**READING TEXT**
....
Monday, July 26, 2010

An open letter to Jayne Bannon

Dear Jayne,

Let me start by saying this: You don’t know me. We’ll probably never meet, which isn’t something to lament since we’ve had a few similar experiences, the most forefront in our minds, I’m sure, are our respective trips to Mumbai. It’s oddly comforting knowing that a complete stranger has stood in the same place as you, don’t you think? I wonder if you let your eyes pause on the same gilded carriage regally rolling in front of the Gateway to India. I wonder if you watched the same elderly woman perform her morning prayer ritual alongside the spiritual Banganga Tank. We can be sure, however, that there was one thing in particular
we both did: visit the National Gallery of Modern Art. I know this because we both signed the guest book. Maybe, like me, you were initially drawn to the building’s exterior and its location amongst a carefully planned esplanade of impressive structures boasting classical and gothic architecture. You know what I’ve always loved about gothic arches, Jayne? How they come to a point at the top as to say, “Screw you, perfect parabolas! What has classical architectures and its Doric columns done for me lately? We will drip with adornments of our own!” I digress.

Maybe, like me, you were surprised by the Guggenheim-esque interior. Curved galleries bathed in white invited you upwards until you reached the zenith, a completely circular space that presented us with 360 degrees of modern Indian visual manifestations. Did you find it peculiar not to recognize the name of a single artist? How horribly limiting and exclusionary our own museums and galleries must be!

Before the artsy gandering could begin, though, we had to pay the entrance fee, remember? Like every other national gallery or monument I’ve visited, foreign tourists have to pay a different fee than that of Indian nationals. In this case, we had to pay Rs. 150 ($3.30) whereas Indians had to pay Rs. 10. This apparently got you into a tizzy as this is what you wrote in the comments section of the guest book:

It is pure racism to ask 150 rupee entrance fee of people from other countries rather than 10 rupee entrance fee from people from India. This is total exploitation and should not be allowed by the Indian government. Shame on your organisation for this fascism. When Indians come to our country they are given homes and loans from the bank to set up a life and you make us pay 15 times the regular entrance fee. This is disgusting. Take better care and respect for your tourists who fund a lot of your economic structure. Change is in order.
....
**RECORDS**
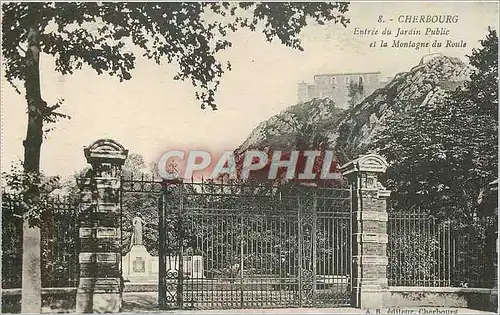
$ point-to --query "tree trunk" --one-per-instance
(31, 301)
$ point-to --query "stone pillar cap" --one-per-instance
(365, 163)
(106, 150)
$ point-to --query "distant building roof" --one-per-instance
(345, 73)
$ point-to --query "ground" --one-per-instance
(148, 302)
....
**REQUIRED ACTIONS**
- A) List every site in Mumbai that the open letter to Jayne Bannon names.
- B) Write the next part of the open letter to Jayne Bannon, picking up right after the guest book comment that ends "Change is in order."
The entries are separate material and have no connection to the open letter.

**ANSWERS FOR THIS EXERCISE**
- A)
Gateway to India
Banganga Tank
National Gallery of Modern Art

- B)
Jayne, my Jayne. Sweetheart. Where to begin? First, clarifications. No matter how many strongly worded compositions you may post, the Indian government won’t do a damn thing. They have instituted this policy nationwide. And fascism? Really? You’re being repressed at the tyrannical hands of… who? The man checking your bag? Asking you to pay three dollars is hardly a fascist act. And this statement about coming to your country and receiving loans? I mean, this is just so teeming with your own biases. It undoubtedly makes you sound like an overly-privileged cow of a woman who passively – and perhaps actively – loathes brown people but will visit their country of origin so that you can come back and lunch with your compatriots, emit pseudo compassion as you unctuously bemoan their economic condition, and then display the new silk rug you had shipped back. It makes you seem like the wealthy baron in Deepak Shinde’s painting “Master siesta” who expects to be waited on hand and foot while vacationing when really you should never travel beyond your backyard or the vacuous depths of the Louis Vuitton counter at Harrod’s. Notice, Jayne, that I said “you sound like” and “you seem like.” I didn’t say “you are.” I’m sure you’re a really nice person. Really.

Now, let’s move on to the heart of your grievance, that fire ant that seems to have bitten you where only your husband has touched. (Look at me making assumptions, Jayne. Maybe you’re not married? No worries. I’m not either.) You’re riled up about the tiered payment structure. You called it “disgusting.” You think “change is in order.” Let’s tease this out, shall we? First of all, we must assume that nearly 100% of foreign visitors (yes – you and me) are of a certain financial status. Being able to purchase an $800, $1200, $2000 airplane ticket – for vacation, no less – puts us in a particular bracket. On the flip side, the average yearly income in Mumbai is about $2300 (three times the national average). Clearly, paying Rs. 150 or even Rs. 10 for entrance to an art gallery is unthinkable for millions. Yet, no organization can subsist solely on ten rupee entrance fees. So – in a move towards equitable fees for all – should the gallery charge, say, Rs. 80 of everyone? If so, many more would be unable to enter. Are you okay with that? Would you dare to claim that art appreciation is an elitist activity and would therefore advocate for such a fee structure?

I suppose the ideal system would be a sliding scale based on income, but how would that work without some sort of identity card that was tied to your tax returns? That sounds rather Orwellian, doesn’t it? Another possibility would be to have a “suggested admission” like the Met and the Natural History Museum do in New York. The irony of that system, though, is that it’s mostly the locals who notice the “suggested” part. Those from Nebraska and the Netherlands merely look at the board and see the dollar sign and the fifteen. So the tourists pay more. And so it goes.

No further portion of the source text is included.